*Brano estratto:*
Riti per la pioggia

Nota: Cliccando su un carattere cinese studiato nelle scuole medie ne viene visualizzata la scheda.


L

a siccità, così come le inondazioni o qualunque altro avvenimento disastroso della natura, nella Corea antica ricadeva sotto la responsabilità del governo. Nella Corea d'un tempo, in effetti, il governo si assumeva la responsabilità degli avvenimenti meteorologici. Tutte le volte che c'era una siccità, cosa che succedeva fino a un certo punto in un ciclo abbastanza regolare ogni tre o quattro anni, la corte reale nella capitale e le autorità dei governi locali entravano in azione effettuando il kiuje (기우제 ) o rito della preghiera per la pioggia. Il significato profondo di questa cerimonia andava al di là dell’esecuzione di un rito stabilito da tempo, e il re stesso era l’officiante principale degli sforzi del governo centrale per far piovere.

Il fatto che fosse lo stesso re a officiare il rito dipendeva probabilmente dal fatto che, nei tempi antichi, i capi tribali e i re coreani erano anche sciamani ed erano considerati gli intermediari della nazione fra il cielo e i regni terreni. Il re mantenne in parte quel ruolo addirittura fino alla fine del periodo Chosŏn (1392-1910).

In sostanza, il re riconosceva che la siccità era una punizione del cielo per il fatto che lui non aveva condotto gli affari dello stato nel modo appropriato. Prima di condurre il kiuje, il re effettuava abluzioni per mondarsi dalle impurità prima del rito. Digiunava e si ritirava in una casa col tetto di paglia per la durata della siccità per poter capire meglio com'era la vita della gente comune in queste circostanze. Talvolta concedeva l'amnistia ai prigionieri politici o anche a certi criminali.

Durante il periodo del regno di Koryŏ (918-1392), assieme al re e ai funzionari governativi prendevano parte al rito anche gli sciamani, ma nel periodo Chosŏn il rito divenne strettamente confuciano, anche se gli sciamani partecipavano ai riti condotti dalla gente comune nei villaggi.

Questi riti non erano cosa da poco e si tenevano in vari luoghi. Il re conduceva il kiuje di fronte agli spiriti dei propri antenati nel tempio reale Chongmyo e agli altari degli dei guardiani dello stato, che oggi si possono vedere nel parco Sajik, ad ovest del palazzo Kyŏngbok.

*Istruzioni:*
Copia dal brano sui riti per la pioggia la porzione che inizia con "Durante il periodo" e prosegue fino a "comune nei villaggi.". Le righe di dati non hanno alcun legame con il brano.

Dati di annotazione basati su punti:
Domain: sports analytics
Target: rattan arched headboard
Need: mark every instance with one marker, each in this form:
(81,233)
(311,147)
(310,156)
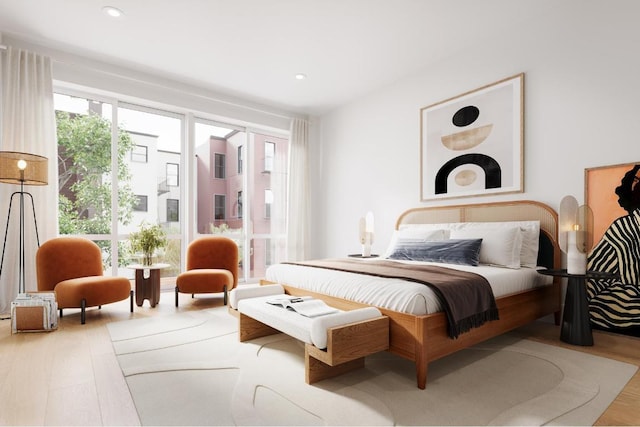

*Risposta:*
Durante il periodo del regno di Koryŏ (918-1392), assieme al re e ai funzionari governativi prendevano parte al rito anche gli sciamani, ma nel periodo Chosŏn il rito divenne strettamente confuciano, anche se gli sciamani partecipavano ai riti condotti dalla gente comune nei villaggi.